Stored data ▸
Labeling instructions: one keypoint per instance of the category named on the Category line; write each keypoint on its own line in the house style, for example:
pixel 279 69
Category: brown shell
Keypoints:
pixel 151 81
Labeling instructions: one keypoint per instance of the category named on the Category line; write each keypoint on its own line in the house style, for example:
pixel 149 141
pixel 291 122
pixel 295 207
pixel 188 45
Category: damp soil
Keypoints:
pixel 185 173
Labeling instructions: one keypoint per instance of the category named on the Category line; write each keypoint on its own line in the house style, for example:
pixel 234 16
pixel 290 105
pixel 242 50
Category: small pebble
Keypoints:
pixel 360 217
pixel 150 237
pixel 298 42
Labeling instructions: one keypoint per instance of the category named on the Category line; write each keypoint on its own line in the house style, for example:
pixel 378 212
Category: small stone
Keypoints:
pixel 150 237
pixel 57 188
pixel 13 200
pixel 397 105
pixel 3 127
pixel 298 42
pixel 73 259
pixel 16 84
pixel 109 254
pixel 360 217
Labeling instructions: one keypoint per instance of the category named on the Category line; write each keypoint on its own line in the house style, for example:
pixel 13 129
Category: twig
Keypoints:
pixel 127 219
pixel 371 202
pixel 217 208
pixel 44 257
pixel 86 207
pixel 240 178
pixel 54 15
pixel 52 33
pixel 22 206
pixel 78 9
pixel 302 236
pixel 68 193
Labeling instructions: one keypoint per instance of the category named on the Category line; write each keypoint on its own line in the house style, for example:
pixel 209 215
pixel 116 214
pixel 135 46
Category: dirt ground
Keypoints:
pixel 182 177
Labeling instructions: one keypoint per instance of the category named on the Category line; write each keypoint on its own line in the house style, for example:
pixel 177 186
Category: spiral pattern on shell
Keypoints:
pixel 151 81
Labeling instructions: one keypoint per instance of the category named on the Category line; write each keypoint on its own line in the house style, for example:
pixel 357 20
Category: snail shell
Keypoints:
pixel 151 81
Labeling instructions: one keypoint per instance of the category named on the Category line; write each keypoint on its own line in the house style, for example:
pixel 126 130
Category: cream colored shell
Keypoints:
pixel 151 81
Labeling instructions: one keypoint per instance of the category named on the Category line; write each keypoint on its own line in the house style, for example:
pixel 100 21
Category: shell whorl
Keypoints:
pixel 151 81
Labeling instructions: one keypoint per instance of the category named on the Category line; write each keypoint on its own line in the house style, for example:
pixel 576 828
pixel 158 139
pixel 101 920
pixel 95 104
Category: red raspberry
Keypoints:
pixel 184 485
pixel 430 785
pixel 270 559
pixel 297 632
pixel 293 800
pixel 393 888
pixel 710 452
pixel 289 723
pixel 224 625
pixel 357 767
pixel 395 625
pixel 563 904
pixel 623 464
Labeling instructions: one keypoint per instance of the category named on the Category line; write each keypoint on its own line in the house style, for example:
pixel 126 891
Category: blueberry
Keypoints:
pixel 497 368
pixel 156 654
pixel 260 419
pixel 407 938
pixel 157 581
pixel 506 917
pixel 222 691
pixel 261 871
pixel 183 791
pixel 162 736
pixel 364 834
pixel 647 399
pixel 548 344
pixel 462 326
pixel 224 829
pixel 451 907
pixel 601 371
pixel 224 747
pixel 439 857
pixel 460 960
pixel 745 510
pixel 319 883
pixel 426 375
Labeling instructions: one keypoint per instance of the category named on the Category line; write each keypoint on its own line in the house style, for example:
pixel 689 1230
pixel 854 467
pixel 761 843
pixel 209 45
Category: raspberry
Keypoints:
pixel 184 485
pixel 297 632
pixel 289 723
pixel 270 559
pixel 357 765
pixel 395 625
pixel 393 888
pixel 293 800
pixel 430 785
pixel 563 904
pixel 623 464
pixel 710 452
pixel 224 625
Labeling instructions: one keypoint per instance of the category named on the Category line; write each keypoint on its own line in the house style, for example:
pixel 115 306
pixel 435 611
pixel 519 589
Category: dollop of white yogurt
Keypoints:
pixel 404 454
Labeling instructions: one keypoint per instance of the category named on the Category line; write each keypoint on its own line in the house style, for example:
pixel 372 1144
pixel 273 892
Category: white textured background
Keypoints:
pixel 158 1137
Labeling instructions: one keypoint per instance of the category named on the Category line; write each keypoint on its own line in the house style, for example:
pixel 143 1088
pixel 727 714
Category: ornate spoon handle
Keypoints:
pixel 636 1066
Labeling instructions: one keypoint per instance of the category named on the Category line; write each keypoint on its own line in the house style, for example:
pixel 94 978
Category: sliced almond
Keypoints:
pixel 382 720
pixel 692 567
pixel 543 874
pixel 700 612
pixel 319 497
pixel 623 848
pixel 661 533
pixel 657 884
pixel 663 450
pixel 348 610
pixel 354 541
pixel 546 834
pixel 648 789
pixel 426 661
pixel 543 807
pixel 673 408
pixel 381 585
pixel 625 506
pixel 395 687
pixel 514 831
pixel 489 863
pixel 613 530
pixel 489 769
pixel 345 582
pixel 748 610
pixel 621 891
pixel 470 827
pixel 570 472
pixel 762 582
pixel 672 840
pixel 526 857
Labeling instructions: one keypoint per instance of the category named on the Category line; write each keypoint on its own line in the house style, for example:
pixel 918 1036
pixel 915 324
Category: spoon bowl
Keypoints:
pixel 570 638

Work instructions ▸ Given the word "spoon", show every line of the records that contains it.

The answer ▸
Category: ornate spoon handle
Category: spoon bowl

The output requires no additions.